Your copy should contain exactly the lines from the start of the listing through the line that holds "Might I ask you to point at the streetlight", and no pictures.

§ Data provided:
+===+

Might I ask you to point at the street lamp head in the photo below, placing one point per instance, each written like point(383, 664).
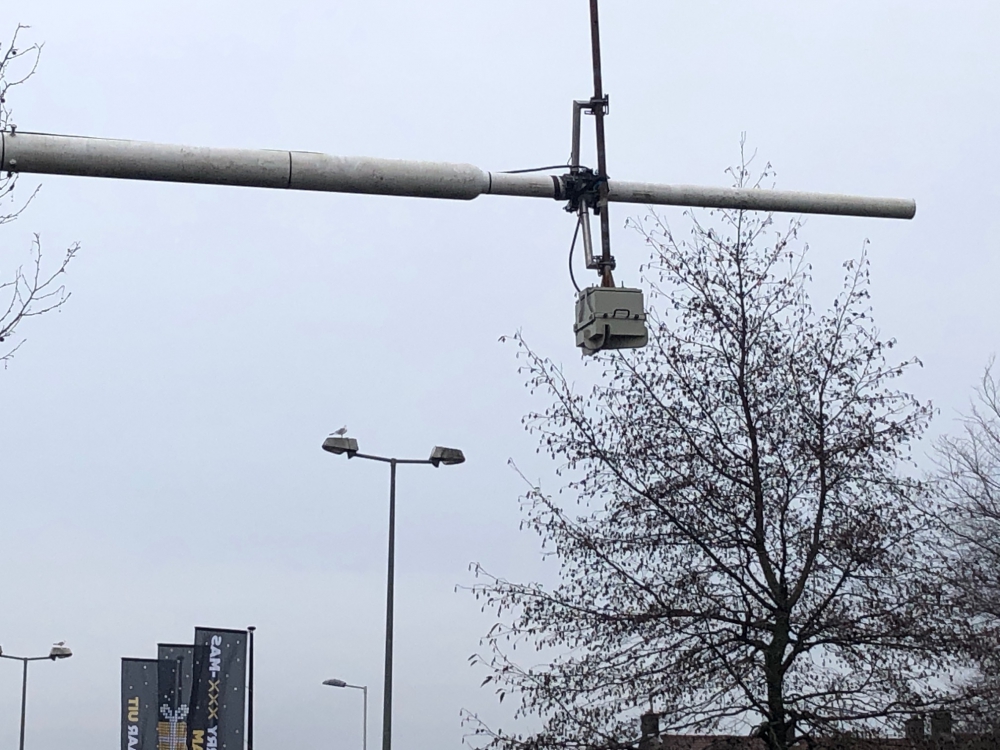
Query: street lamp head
point(60, 652)
point(446, 456)
point(339, 444)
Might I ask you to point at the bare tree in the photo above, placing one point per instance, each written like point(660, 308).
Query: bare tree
point(739, 539)
point(969, 472)
point(32, 288)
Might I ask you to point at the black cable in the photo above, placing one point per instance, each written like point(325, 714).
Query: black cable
point(536, 169)
point(571, 248)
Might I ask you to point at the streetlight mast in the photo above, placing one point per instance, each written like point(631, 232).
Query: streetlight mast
point(58, 651)
point(339, 444)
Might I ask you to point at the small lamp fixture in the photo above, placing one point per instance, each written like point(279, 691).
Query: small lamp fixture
point(339, 444)
point(60, 651)
point(446, 456)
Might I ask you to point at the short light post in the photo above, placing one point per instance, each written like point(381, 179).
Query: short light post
point(59, 651)
point(364, 690)
point(340, 444)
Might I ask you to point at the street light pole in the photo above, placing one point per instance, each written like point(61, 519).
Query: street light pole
point(57, 652)
point(364, 714)
point(339, 444)
point(389, 598)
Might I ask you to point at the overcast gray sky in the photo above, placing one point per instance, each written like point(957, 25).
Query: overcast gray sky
point(160, 437)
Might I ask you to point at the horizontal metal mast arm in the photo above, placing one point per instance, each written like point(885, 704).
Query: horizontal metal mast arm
point(40, 153)
point(761, 200)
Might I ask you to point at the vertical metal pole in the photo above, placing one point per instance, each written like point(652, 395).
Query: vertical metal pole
point(250, 691)
point(387, 690)
point(364, 729)
point(24, 698)
point(602, 160)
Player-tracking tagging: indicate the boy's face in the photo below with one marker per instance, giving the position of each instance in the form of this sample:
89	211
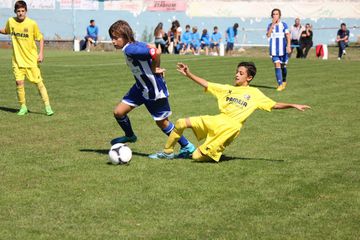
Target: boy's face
119	43
20	14
241	77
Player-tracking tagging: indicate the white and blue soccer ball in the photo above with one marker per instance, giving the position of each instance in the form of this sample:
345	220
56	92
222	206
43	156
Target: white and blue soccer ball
120	153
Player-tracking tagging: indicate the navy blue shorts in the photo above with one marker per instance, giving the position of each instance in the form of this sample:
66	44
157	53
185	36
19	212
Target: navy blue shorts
229	46
159	109
281	59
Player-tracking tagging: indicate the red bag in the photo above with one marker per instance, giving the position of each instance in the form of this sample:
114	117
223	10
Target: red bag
319	51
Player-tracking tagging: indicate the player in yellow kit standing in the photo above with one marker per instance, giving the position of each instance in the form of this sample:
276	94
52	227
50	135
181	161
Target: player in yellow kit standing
236	104
24	34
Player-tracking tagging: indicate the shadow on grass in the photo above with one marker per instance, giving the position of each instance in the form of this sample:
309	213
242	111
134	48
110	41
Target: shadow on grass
15	110
262	86
225	158
106	151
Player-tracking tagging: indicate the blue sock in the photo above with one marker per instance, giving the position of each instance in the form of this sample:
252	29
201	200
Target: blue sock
284	73
182	141
125	124
278	75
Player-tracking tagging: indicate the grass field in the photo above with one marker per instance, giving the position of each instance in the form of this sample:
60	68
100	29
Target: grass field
290	174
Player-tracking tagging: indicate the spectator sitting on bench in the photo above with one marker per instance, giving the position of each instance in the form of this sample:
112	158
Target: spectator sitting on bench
91	35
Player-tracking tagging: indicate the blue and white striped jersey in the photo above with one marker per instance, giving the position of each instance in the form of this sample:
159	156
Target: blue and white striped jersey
277	40
139	56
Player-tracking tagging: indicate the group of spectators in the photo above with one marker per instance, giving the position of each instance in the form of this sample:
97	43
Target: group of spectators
302	39
178	42
191	41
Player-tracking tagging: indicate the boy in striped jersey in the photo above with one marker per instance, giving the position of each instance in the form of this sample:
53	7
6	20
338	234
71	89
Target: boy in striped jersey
279	40
149	89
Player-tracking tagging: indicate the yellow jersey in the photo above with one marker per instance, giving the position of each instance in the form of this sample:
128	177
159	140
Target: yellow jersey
23	37
239	102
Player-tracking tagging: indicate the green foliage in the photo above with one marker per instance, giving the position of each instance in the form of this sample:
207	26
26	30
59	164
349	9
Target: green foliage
289	175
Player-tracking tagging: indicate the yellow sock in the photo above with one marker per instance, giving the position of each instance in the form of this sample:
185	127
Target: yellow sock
175	135
20	90
43	93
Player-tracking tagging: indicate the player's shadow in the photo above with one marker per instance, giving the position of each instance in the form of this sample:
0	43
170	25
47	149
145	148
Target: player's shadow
225	158
263	86
15	110
106	151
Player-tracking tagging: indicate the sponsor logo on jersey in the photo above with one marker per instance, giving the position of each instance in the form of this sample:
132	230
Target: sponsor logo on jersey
236	100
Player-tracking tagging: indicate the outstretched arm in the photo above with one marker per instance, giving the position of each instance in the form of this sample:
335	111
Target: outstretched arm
155	65
41	51
184	70
299	107
2	31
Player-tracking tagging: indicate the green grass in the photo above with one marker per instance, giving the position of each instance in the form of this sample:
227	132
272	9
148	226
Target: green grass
289	175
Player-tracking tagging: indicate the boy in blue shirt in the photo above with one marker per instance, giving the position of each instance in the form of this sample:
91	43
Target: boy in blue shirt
92	32
215	40
230	36
205	41
185	40
195	41
279	40
149	89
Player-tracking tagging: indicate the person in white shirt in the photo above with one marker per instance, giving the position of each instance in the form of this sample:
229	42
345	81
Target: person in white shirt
295	32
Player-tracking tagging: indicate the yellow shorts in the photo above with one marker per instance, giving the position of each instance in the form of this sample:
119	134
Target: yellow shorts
32	74
218	131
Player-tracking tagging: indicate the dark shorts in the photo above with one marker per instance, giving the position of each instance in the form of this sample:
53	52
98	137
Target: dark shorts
159	109
212	45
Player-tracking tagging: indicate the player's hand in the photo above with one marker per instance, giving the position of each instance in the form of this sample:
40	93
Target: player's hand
40	58
301	107
160	71
182	68
288	49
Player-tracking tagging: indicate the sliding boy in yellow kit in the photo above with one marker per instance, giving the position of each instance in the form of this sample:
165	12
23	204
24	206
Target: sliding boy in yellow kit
236	103
24	34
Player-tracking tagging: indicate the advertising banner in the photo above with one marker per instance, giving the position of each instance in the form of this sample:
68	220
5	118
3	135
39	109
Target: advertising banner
166	5
79	4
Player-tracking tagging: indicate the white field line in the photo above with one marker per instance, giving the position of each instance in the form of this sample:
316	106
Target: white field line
120	63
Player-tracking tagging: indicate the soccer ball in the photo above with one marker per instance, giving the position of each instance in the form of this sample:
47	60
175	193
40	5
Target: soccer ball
120	154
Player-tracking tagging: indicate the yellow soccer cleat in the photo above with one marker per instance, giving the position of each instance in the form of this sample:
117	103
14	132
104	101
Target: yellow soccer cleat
280	88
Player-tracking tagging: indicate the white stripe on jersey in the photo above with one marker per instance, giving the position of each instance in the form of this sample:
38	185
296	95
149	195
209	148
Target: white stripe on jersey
150	75
278	39
136	71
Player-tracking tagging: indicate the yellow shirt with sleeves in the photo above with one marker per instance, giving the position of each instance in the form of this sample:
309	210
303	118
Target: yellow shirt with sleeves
23	37
239	103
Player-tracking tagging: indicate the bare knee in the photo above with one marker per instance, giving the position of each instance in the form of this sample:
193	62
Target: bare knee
199	156
182	123
162	124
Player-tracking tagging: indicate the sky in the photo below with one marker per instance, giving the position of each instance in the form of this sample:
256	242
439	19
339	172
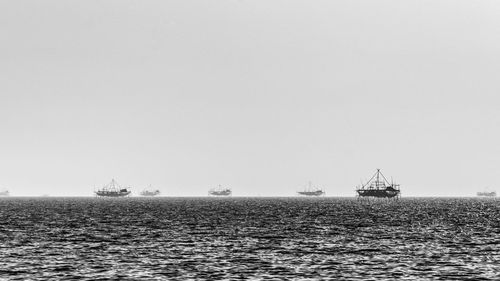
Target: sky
258	96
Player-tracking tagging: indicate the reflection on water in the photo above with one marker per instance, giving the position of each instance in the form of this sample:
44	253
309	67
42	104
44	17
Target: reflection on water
248	238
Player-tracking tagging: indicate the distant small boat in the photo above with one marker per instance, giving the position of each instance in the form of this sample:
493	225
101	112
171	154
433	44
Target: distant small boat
220	191
149	192
487	194
113	189
378	187
310	191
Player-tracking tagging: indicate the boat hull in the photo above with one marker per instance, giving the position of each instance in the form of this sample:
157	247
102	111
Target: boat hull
378	193
112	193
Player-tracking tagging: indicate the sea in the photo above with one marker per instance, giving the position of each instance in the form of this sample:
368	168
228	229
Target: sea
233	238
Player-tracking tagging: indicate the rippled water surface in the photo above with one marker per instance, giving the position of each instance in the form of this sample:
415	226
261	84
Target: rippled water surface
248	238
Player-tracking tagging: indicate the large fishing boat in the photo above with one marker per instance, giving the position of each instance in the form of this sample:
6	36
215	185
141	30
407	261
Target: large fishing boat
311	191
220	191
113	189
378	187
487	194
150	192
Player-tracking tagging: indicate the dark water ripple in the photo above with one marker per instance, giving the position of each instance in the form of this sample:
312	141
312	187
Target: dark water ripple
248	238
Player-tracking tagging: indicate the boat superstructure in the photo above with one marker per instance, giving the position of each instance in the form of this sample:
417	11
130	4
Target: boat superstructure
311	191
220	191
113	189
378	187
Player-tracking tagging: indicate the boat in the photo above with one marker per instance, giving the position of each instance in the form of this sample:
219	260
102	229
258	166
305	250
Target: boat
310	191
149	192
487	194
378	187
113	189
220	191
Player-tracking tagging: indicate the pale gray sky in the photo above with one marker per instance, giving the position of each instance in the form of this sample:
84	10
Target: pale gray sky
261	96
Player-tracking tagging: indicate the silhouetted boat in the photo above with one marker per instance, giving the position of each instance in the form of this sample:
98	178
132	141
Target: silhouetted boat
220	191
113	189
310	191
487	194
378	187
149	192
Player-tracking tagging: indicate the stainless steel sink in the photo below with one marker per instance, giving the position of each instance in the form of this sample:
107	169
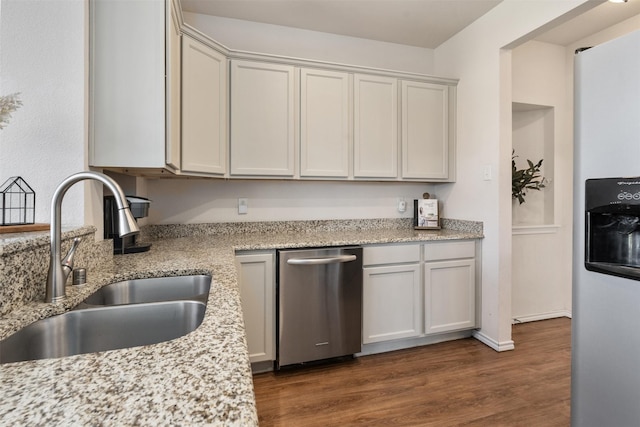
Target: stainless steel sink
102	328
137	291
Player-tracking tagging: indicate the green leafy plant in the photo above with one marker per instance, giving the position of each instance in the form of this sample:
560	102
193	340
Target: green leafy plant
8	104
525	179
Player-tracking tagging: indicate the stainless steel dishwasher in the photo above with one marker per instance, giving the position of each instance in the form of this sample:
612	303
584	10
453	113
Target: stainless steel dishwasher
319	304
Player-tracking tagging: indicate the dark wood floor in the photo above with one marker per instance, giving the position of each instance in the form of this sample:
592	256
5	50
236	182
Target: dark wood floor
458	383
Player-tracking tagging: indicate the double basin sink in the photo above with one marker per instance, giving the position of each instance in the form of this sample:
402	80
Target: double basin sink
125	314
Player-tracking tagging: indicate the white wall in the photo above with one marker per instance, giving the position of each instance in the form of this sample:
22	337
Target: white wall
203	201
42	55
484	138
541	258
200	201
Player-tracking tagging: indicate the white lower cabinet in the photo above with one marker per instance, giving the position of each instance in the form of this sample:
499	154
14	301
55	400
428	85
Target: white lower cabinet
414	292
256	277
449	286
391	301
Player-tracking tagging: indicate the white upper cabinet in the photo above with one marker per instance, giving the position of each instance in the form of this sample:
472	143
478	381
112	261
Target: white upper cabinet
325	105
129	95
173	89
262	119
375	126
425	130
204	109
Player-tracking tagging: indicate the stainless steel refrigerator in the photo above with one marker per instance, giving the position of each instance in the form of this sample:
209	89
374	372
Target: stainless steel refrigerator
605	389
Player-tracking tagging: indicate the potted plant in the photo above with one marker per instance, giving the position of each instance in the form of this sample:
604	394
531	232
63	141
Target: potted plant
525	179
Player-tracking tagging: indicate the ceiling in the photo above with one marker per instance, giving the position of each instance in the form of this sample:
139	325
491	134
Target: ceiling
422	23
410	22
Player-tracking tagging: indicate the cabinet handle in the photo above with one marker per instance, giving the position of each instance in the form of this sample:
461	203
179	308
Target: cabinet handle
322	260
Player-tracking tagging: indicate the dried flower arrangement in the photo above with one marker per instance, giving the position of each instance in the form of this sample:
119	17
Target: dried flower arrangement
8	104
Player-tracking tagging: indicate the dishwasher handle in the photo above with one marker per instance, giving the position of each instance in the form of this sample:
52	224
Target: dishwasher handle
322	260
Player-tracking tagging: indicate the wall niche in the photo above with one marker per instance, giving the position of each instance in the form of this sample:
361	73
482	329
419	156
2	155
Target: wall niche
533	139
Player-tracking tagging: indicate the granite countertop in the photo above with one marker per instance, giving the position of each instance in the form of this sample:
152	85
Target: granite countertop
201	378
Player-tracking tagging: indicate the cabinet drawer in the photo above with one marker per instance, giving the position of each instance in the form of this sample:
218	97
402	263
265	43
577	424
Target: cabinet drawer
449	250
390	254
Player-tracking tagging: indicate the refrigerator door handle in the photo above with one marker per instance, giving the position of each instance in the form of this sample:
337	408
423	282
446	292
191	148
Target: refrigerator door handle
322	260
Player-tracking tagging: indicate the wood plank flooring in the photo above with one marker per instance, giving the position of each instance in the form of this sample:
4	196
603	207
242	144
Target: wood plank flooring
457	383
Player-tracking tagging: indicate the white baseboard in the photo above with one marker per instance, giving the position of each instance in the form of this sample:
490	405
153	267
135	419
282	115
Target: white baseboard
497	346
542	316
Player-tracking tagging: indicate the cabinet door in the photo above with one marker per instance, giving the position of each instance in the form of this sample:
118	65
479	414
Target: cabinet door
425	130
324	123
128	87
262	119
375	127
449	297
173	88
204	109
391	302
257	292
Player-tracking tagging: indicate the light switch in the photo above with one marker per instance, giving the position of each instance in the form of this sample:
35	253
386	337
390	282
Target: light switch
243	206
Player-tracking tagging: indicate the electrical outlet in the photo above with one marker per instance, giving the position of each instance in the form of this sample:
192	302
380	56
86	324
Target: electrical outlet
402	205
487	173
243	206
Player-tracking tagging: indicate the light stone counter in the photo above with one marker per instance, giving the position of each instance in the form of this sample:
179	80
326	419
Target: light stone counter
201	378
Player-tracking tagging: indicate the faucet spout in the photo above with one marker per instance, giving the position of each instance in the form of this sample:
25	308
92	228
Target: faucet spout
67	261
59	269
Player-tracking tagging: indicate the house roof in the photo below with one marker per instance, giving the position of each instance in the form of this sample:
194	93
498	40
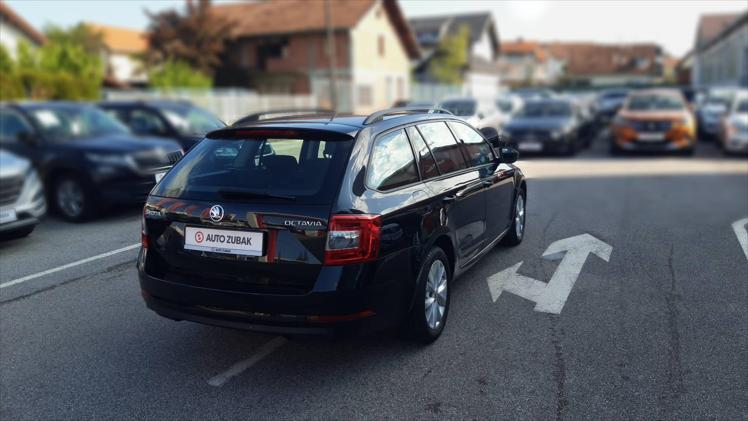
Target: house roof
298	16
429	30
121	40
8	15
711	25
588	58
522	47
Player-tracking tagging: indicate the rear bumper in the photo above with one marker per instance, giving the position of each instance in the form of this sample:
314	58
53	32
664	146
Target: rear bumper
316	313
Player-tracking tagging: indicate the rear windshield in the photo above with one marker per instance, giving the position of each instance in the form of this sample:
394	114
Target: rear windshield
304	171
546	109
460	107
655	103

+===+

§ Result of this exercise:
Might I ask you to point at the street lamp head in the photo below, placing one point per instance, each written like point(383, 664).
Query: street lamp head
point(60, 652)
point(446, 456)
point(339, 444)
Might I ask you to point at the bare tree in the photo above, placing one point per instance, each written like point(660, 308).
Query: bare tree
point(739, 539)
point(969, 472)
point(32, 288)
Might I ask you to point at the black cable in the photo above, placing one point per instance, each written like point(325, 714).
Query: black cable
point(536, 169)
point(571, 248)
Might I ask you to point at the streetlight mast in the photo above, placing one point per instance, each written like point(631, 232).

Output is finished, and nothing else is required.